**TASK LIST**
1. Answer these questions about the post on baking cakes while caring for a father:
(a) Which two cakes were to be delivered on the same day?
(b) What does the writer move from its usual spot before running the water?
(c) What is described as fast becoming the writer's biggest issue?
2. Carry on the post about baking cakes while caring for a father, starting after its final sentence.

**EXTRACT TO READ**
--- --- ---
It seems like an eternity since I've written a post but this past week has been so busy that the nights were blending into the mornings leaving me wondering what day it was...and questioning if I'd slept at all.
I took on the task of creating a wedding cake with a difference along with a christening cake which were both to be delivered on the same day. In days gone by I'd get up really early in the mornings and crack on with the job, stopping only to feed myself and keep myself going in between times with copious amounts of coffee and the occasional Malteser.
I think for the first time in my baking life I'd organised myself so far in advance and managed to make every element for the cakes prior to putting them all together. The beginning of the week was a bake fest. Cake after cake went into the oven and all the while I kept dad going with his cups of tea, crisps and snacks then had to stop somewhere in the middle to make dinner. At times I'd stop and look at the kitchen and think that I'd been raided. Keeping dad out of it was the biggest deal. Whenever he hears water running in the kitchen he gets up off his recliner (with great difficulty) and gets busy looking for a dish towel to dry the dishes that I'm about to wash. Every...I mean EVERY time I have to tell him, "Just leave those dad. I'm just letting them dry on their own." I've learned to move the dish towel from it's usual spot before I run the water so that he doesn't get it in his hands at all. Why is this such a big deal? Well...before he puts the dish towel down, he might just give his nose a quick wipe. Yeah. Best to let him just sit this one out.
The weather was really bad at the beginning of the week so it gave me a good excuse not to take him out. Packing and unpacking the wheelchair into the back of the car is hard enough but when it's pouring with rain, the chair gets slippery to lift and I always end up with wet dirt on my clothes from the wheels. Lifting this thing is fast becoming my biggest issue these days!
With dad being my only full-time job, I was able to work around him and get my cake work done. It is no mean feat but without my creativity I don't quite know where I would be.
--- --- ---
**SUPPLIED RECORDS**

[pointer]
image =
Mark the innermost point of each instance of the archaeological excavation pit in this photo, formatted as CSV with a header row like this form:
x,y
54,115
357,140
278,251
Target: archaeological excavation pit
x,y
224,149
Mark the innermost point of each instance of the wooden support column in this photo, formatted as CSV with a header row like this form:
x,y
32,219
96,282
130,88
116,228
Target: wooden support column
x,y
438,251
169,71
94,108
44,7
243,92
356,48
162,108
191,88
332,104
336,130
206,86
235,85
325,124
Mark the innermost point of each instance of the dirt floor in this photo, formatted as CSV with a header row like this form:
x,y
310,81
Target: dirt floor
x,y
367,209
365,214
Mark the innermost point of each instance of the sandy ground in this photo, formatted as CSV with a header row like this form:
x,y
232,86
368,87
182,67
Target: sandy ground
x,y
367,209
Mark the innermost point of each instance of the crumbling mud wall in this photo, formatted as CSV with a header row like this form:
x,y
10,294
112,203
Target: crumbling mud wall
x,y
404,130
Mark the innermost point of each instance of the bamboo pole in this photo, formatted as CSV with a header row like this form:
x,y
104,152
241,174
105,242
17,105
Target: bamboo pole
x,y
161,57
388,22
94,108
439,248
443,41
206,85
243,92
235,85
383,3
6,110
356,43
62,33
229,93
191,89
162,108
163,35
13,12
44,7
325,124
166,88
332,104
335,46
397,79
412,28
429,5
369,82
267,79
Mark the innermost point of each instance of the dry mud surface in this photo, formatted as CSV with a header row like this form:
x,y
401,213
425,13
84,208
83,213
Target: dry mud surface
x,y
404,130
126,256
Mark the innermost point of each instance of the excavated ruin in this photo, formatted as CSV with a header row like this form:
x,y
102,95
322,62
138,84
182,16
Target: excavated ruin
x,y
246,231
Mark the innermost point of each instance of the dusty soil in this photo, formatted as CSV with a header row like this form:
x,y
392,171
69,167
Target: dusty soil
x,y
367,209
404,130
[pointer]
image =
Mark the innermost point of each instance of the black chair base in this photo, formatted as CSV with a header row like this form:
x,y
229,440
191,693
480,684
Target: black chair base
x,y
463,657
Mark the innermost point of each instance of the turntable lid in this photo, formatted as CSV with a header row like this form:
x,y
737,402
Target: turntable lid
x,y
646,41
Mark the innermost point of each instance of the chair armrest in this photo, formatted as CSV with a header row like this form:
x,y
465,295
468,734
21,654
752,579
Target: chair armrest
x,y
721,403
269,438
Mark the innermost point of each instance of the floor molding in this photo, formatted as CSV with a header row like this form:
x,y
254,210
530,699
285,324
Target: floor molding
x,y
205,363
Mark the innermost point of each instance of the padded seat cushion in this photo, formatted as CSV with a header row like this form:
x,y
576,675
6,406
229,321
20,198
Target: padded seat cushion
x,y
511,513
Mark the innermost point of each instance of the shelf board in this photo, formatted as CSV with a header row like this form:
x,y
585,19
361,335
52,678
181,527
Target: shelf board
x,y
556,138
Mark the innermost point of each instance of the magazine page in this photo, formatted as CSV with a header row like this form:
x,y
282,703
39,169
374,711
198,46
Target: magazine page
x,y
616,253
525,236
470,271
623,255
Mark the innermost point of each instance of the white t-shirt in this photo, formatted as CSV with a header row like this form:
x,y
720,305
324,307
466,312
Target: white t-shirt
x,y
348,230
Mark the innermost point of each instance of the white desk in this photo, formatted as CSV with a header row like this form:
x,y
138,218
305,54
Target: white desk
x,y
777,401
--- --- ---
**TASK-BY-TASK OUTPUTS**
1.
(a) A wedding cake and a christening cake.
(b) The dish towel.
(c) Lifting the wheelchair into the back of the car.

2.
Now and again I would catch dad's eye from the kitchen and he'd say "How are you doing?" or "You're awfy busy!" I'd smile at him and either take bits and pieces of what I was doing to show him so that he didn't have to move or I would help him from his chair so that he could come and have a better look. As the bigger of the two cakes began to take shape midweek, the kitchen became more of a hazard area. My difficulty was timing everything with dad so that he would remain in his chair when I needed him to. I kept him occupied with snacks and tea before I'd take a toilet break. I realised the importance of this when I entered the living room after leaving for seconds to find that he was on his way into the kitchen with a half empty cup of tea and narrowly avoided him putting it on the table where the cake stood with barely a vacant spot.
"Do you want a cup of tea?" he asked, standing with the cup tilted forward in his hand.
Carefully taking the cup from his grasp I answered, "I'll do it dad. I was just going to clear up a bit first then I'll bring one for you."
He stopped to look at the cake. "You're awfy clever," he stated. "That's beautiful."
The praise is welcome. The heart attack is not.
Dad was due to go in to respite on Friday. I was aware that we hadn't been out and about all week. Apart from his visit to the Day Centre on Wednesday, he hadn't been outside of the house. My gratification to Columbo knew no bounds although I know this statement proves that I have more faces than the town clock. Nearing the end of the week, when finding the kitchen underneath the sugar rubble was an almost impossible task, I decided to take dad out for dinner.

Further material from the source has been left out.